My FLOSS Manual On E-Books

A place to tell us about your work and projects. Self-links encouraged!

Moderator: peterZ

JDSimmons

My FLOSS Manual On E-Books

Post by JDSimmons »

I have been writing a FLOSS Manual on e-books: finding, reading, creating, converting from printed books, and publishing. I ended up designing and building my own book scanner, adapting ideas from this site. If you want to check out the book it can be found here:

http://en.flossmanuals.net/ReadingandSugar/Introduction

I have used the techniques from this site to create books for donation to the Internet Archive and Project Gutenberg. My IA donations can be checked out at the following URLs:

http://www.archive.org/details/BigAviationBookForBoys

http://www.archive.org/details/AncientM ... ierreLouys

http://www.archive.org/details/OrpheusMythsOfTheWorld

I didn't use Scan Tailor for the submissions because IA likes the books to look like the originals, and Scan Tailor cleans things up and reformats the pages. I did use Scan Tailor pages for my submission of "Ancient Manners" to Distributed Proofreaders, and got great results.

If you check out my FLOSS Manual I'd appreciate any feedback you might have.

James Simmons
spamsickle
Posts: 596
Joined: 06 Jun 2009, 23:57

Re: My FLOSS Manual On E-Books

Post by spamsickle »

I thought there was a lot of good information in the manual, but I didn't see a way to download it.
Tim

Re: My FLOSS Manual On E-Books

Post by Tim »

spamsickle wrote:I thought there was a lot of good information in the manual, but I didn't see a way to download it.
In the upper left under the heading "READING AND SUGAR" there is a "Make PDF" link that will do so for you. Not extremely intuitive, but it worked.
Tim

Re: My FLOSS Manual On E-Books

Post by Tim »

Definitely good stuff. I thought I'd point out a couple things in the Scantailor section. The e-books says: "In the Scan Tailor method you would run Scan Tailor on left and right pages separately, then combine them together using the method described previously.", but it doesn't have to be done that way. Scan Tailor has a variety of options in the fix orientation such as apply to every other page and every other selected page that makes handling right and left pages together easy. You do have to combine the pages first, but then scantailor is one step for both the right and left pages.

Also the section on the Page Layout stage in Scantailor should be adjusted a little. The page layout stage shows you which pages have a larger content area with the dashed lines (newer versions allow sorting too), and if you have one or more pages that go way to the edge of the page, you can compensate by making the global margin addition smaller if you want to. So you can still keep those pages in if you want to, just make accommodations for them. You can see more about the page layout stage in the documenation: http://sourceforge.net/apps/mediawiki/s ... age_Layout which I see needs to be updated a little again.
JDSimmons

Re: My FLOSS Manual On E-Books

Post by JDSimmons »

Tim wrote:
spamsickle wrote:I thought there was a lot of good information in the manual, but I didn't see a way to download it.
In the upper left under the heading "READING AND SUGAR" there is a "Make PDF" link that will do so for you. Not extremely intuitive, but it worked.

● Listing
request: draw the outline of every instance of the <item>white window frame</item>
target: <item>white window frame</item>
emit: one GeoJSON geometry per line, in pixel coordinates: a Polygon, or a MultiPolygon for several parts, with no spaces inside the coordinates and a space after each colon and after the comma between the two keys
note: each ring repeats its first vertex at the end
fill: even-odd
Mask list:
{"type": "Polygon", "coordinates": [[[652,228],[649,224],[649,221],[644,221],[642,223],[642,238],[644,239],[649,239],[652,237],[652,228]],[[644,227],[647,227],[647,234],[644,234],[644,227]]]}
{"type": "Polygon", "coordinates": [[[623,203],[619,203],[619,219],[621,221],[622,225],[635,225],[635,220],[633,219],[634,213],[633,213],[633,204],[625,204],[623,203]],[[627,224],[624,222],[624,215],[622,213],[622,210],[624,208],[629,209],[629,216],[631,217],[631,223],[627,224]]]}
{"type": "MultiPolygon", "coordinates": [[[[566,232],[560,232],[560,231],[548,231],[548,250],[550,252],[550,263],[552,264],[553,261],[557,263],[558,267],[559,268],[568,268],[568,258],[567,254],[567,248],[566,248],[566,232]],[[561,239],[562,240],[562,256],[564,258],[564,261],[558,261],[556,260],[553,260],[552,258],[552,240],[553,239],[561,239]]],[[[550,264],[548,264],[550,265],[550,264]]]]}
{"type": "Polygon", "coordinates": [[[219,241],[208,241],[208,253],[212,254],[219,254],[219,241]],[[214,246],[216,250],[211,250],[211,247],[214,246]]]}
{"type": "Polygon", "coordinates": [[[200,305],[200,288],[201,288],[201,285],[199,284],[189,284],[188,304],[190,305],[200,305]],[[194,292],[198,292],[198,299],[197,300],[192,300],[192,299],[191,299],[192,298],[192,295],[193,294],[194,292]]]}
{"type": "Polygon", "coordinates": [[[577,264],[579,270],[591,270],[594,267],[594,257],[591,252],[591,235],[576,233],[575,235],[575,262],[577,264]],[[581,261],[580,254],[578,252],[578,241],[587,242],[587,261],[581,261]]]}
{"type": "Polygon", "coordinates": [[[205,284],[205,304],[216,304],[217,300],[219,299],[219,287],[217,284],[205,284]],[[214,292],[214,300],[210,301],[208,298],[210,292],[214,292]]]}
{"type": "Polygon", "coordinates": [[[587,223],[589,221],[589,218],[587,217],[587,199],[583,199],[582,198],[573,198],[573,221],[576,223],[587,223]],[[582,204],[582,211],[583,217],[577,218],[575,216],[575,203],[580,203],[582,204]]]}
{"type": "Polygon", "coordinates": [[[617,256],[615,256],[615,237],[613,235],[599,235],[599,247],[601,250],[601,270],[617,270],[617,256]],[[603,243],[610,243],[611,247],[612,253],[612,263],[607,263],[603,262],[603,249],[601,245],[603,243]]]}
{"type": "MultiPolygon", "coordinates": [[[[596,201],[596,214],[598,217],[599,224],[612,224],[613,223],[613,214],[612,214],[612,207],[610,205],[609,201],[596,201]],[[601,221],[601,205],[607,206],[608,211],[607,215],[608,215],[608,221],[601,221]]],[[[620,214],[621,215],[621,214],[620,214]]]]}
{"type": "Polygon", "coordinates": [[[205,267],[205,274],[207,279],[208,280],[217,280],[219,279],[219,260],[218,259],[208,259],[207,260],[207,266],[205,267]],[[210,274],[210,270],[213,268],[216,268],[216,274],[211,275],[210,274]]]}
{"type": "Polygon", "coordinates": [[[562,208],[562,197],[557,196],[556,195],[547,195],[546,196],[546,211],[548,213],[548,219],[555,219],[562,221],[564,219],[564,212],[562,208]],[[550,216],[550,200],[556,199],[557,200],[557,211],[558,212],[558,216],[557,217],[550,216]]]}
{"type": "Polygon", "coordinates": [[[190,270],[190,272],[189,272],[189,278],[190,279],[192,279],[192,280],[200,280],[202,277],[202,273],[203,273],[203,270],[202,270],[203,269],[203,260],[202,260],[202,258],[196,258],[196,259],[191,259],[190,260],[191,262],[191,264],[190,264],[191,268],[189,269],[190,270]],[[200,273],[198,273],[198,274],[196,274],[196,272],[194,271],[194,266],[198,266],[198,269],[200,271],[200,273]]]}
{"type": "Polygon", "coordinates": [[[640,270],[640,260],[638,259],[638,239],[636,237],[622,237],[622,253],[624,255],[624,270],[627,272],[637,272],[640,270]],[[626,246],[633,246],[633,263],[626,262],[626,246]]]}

● Tasks to perform
(a) From the records, pull out every line that contains the string "MultiPolygon", and copy each one unchanged.
(b) Carry on the forum thread about the e-books manual, starting right after its last line.

● Results for each task
(a)
emit: one GeoJSON geometry per line, in pixel coordinates: a Polygon, or a MultiPolygon for several parts, with no spaces inside the coordinates and a space after each colon and after the comma between the two keys
{"type": "MultiPolygon", "coordinates": [[[[566,232],[560,232],[560,231],[548,231],[548,250],[550,252],[550,263],[552,264],[553,261],[557,263],[558,267],[559,268],[568,268],[568,258],[567,254],[567,248],[566,248],[566,232]],[[561,239],[562,240],[562,256],[564,258],[564,261],[558,261],[556,260],[553,260],[552,258],[552,240],[553,239],[561,239]]],[[[550,264],[548,264],[550,265],[550,264]]]]}
{"type": "MultiPolygon", "coordinates": [[[[596,201],[596,214],[598,217],[599,224],[612,224],[613,223],[613,214],[612,214],[612,207],[610,205],[609,201],[596,201]],[[601,221],[601,205],[607,206],[608,211],[607,215],[608,215],[608,221],[601,221]]],[[[620,214],[621,215],[621,214],[620,214]]]]}

(b)
A future version of the FLOSS Manuals software called Booki will allow you to download the book in many formats, including PDF, EPUB, HTML, and Open Office format. Right now there is a site called http://objavi.flossmanuals.net/ which will create a nicer PDF than you get from the "Make PDF" link. This PDF, plus another one with a cover design, is submitted by the site to lulu.com, which is a print on demand service that lets you order bound and printed books. I'd definitely recommend poking around the FLOSS Manuals site and Booki (http://www.booki.cc/booki-user-guide/ho ... use-booki/) to anyone interested in e-books.
JDSimmons

Re: My FLOSS Manual On E-Books

Post by JDSimmons »

Tim wrote:Definitely good stuff. I thought I'd point out a couple things in the Scantailor section. The e-books says: "In the Scan Tailor method you would run Scan Tailor on left and right pages separately, then combine them together using the method described previously.", but it doesn't have to be done that way. Scan Tailor has a variety of options in the fix orientation such as apply to every other page and every other selected page that makes handling right and left pages together easy. You do have to combine the pages first, but then scantailor is one step for both the right and left pages.

Also the section on the Page Layout stage in Scantailor should be adjusted a little. The page layout stage shows you which pages have a larger content area with the dashed lines (newer versions allow sorting too), and if you have one or more pages that go way to the edge of the page, you can compensate by making the global margin addition smaller if you want to. So you can still keep those pages in if you want to, just make accommodations for them. You can see more about the page layout stage in the documenation: http://sourceforge.net/apps/mediawiki/s ... age_Layout which I see needs to be updated a little again.
Thanks for the information. I'll have to check out that documentation a little more. I have a high opinion of Scan Tailor, and if I wasn't trying to make e-books to donate to the Internet Archive (where they like to have the page images look like the originals) I wouldn't use any other method of creating e-books.
Tim

Re: My FLOSS Manual On E-Books

Post by Tim »

JDSimmons wrote:Thanks for the information. I'll have to check out that documentation a little more. I have a high opinion of Scan Tailor, and if I wasn't trying to make e-books to donate to the Internet Archive (where they like to have the page images look like the originals) I wouldn't use any other method of creating e-books.
What part of the Scantailor cleanup process do they object to? It might be something you can skip or compensate for in Scantailor. Or maybe IA could be persuaded or knows of someone that can contribute code to Scantailor to get output the way they like it.
User avatar
Misty
Posts: 481
Joined: 06 Nov 2009, 12:20
Number of books owned: 0
Location: Frozen Wasteland

Re: My FLOSS Manual On E-Books

Post by Misty »

From his description, it sounds like they prefer the images to look pretty much exactly like the originals. The goal of Scan Tailor is to process book pages to make them look like something other than the original pages - that's pretty much incompatible with the Internet Archives's goal.
The opinions expressed in this post are my own and do not necessarily represent those of the Canadian Museum for Human Rights.
JDSimmons

Re: My FLOSS Manual On E-Books

Post by JDSimmons »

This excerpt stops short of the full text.